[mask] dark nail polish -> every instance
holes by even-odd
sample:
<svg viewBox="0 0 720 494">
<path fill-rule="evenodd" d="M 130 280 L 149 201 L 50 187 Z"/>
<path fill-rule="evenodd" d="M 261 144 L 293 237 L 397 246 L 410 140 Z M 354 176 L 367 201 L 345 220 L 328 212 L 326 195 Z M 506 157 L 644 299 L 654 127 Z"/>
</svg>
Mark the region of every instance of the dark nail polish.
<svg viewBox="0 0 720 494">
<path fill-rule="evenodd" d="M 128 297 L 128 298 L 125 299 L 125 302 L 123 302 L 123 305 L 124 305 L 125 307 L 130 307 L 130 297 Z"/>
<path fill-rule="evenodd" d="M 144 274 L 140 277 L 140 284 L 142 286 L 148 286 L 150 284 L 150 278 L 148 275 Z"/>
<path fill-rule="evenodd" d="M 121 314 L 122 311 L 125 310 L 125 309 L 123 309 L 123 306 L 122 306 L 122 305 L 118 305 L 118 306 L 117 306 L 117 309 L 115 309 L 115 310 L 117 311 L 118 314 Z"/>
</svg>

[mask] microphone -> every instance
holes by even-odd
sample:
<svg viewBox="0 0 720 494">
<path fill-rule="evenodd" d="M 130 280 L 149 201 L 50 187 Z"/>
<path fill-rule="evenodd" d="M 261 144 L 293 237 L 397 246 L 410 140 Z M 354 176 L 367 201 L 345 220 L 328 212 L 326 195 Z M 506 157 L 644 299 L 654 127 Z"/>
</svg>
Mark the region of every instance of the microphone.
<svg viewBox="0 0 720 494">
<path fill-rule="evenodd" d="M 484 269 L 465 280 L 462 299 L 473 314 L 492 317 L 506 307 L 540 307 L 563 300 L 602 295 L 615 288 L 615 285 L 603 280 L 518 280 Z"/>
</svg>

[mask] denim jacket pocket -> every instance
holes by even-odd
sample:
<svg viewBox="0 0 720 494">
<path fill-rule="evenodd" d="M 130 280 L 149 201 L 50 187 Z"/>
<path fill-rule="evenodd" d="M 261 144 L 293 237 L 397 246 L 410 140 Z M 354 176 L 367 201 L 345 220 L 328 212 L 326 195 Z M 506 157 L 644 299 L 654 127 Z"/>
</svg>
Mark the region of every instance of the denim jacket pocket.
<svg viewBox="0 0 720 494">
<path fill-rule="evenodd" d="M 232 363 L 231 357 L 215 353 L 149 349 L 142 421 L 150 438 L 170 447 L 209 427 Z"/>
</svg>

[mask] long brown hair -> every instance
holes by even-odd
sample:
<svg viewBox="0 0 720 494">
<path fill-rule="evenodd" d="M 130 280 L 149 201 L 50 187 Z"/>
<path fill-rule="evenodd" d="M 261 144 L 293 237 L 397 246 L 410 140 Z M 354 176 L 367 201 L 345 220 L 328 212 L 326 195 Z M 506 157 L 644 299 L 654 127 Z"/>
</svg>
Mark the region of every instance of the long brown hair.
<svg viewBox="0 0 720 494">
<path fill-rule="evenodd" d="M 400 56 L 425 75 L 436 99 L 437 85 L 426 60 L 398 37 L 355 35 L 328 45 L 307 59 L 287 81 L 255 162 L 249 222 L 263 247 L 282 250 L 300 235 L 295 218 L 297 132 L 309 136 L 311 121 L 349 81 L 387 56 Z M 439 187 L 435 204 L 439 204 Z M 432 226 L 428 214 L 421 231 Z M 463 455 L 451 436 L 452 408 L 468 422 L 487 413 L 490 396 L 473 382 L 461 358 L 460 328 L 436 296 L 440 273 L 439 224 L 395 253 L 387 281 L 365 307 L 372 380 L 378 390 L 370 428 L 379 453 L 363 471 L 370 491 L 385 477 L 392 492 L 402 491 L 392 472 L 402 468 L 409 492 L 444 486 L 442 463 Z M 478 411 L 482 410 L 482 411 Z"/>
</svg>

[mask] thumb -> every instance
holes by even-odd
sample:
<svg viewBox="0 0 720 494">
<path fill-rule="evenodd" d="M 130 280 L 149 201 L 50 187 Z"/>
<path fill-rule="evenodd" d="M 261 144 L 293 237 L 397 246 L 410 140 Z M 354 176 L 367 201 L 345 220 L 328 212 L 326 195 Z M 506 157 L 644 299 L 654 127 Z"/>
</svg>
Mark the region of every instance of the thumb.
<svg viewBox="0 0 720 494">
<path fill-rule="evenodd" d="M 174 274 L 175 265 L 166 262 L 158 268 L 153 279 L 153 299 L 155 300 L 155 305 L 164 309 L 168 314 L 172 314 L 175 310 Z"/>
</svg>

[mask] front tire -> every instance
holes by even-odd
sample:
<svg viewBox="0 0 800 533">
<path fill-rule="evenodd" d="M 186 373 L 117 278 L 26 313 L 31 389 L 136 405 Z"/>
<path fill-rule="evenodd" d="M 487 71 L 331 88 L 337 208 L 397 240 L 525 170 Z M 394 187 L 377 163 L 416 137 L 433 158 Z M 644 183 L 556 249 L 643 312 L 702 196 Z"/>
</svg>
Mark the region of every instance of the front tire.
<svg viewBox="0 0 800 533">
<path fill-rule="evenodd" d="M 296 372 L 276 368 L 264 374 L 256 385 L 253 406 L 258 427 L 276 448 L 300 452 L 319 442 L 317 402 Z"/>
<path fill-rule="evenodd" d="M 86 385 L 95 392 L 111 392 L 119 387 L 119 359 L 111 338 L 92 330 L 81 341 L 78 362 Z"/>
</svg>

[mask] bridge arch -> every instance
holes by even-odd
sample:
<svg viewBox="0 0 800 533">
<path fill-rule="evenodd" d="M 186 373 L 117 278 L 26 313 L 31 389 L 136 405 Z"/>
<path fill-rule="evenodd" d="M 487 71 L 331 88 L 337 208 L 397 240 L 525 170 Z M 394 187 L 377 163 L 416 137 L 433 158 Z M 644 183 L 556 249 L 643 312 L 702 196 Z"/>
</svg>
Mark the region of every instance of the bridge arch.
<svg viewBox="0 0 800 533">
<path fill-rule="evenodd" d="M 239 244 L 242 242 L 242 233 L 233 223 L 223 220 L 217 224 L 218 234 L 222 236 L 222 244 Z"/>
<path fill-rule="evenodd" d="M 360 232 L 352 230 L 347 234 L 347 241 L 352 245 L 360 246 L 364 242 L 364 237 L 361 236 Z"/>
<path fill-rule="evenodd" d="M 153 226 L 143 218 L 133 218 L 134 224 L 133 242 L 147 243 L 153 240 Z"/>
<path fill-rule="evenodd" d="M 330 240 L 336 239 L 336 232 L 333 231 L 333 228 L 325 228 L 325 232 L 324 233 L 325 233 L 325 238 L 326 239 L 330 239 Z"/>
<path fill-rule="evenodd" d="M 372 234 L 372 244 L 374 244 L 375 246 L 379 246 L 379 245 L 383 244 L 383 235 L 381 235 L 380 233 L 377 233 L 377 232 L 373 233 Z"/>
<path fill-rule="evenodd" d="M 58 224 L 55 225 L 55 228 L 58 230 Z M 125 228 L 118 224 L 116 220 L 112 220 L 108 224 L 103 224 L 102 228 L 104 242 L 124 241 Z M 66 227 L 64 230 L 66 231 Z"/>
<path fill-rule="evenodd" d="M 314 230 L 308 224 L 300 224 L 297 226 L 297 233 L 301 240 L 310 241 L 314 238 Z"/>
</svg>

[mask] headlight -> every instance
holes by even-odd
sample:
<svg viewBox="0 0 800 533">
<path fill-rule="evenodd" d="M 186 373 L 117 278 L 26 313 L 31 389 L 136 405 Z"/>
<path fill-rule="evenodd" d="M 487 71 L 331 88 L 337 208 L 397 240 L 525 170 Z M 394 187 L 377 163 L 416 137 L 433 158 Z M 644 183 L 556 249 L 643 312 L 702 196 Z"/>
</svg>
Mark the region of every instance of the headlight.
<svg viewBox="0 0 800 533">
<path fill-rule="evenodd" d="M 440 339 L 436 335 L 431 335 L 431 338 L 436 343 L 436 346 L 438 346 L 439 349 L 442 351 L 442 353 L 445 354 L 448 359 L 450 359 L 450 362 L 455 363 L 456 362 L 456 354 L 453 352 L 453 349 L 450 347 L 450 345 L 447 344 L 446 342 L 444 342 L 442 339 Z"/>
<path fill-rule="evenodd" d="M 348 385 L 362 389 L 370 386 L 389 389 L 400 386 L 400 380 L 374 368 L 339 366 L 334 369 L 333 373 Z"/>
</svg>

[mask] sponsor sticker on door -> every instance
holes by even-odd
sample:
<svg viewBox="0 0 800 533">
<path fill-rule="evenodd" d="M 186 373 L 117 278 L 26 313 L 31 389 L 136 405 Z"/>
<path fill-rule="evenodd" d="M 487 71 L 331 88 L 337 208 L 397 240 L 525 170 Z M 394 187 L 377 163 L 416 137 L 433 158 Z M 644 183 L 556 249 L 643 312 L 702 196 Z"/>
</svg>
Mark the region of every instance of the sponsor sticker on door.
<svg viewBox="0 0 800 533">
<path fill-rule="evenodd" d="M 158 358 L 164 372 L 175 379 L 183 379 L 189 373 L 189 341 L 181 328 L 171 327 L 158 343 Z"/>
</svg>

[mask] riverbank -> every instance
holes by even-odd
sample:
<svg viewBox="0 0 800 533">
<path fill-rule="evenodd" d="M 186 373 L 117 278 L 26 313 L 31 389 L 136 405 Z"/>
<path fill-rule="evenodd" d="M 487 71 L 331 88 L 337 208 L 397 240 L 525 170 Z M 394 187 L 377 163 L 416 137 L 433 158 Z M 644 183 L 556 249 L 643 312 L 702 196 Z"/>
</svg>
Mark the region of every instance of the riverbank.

Goal of the exercise —
Would you please return all lines of the data that include the word "mask"?

Exercise response —
[mask] dark nail polish -> every instance
[mask] microphone -> every instance
[mask] denim jacket pocket -> every instance
[mask] long brown hair -> every instance
[mask] thumb -> every instance
[mask] front tire -> every instance
[mask] bridge arch -> every instance
[mask] headlight -> every instance
[mask] sponsor sticker on door -> every instance
[mask] riverbank -> every instance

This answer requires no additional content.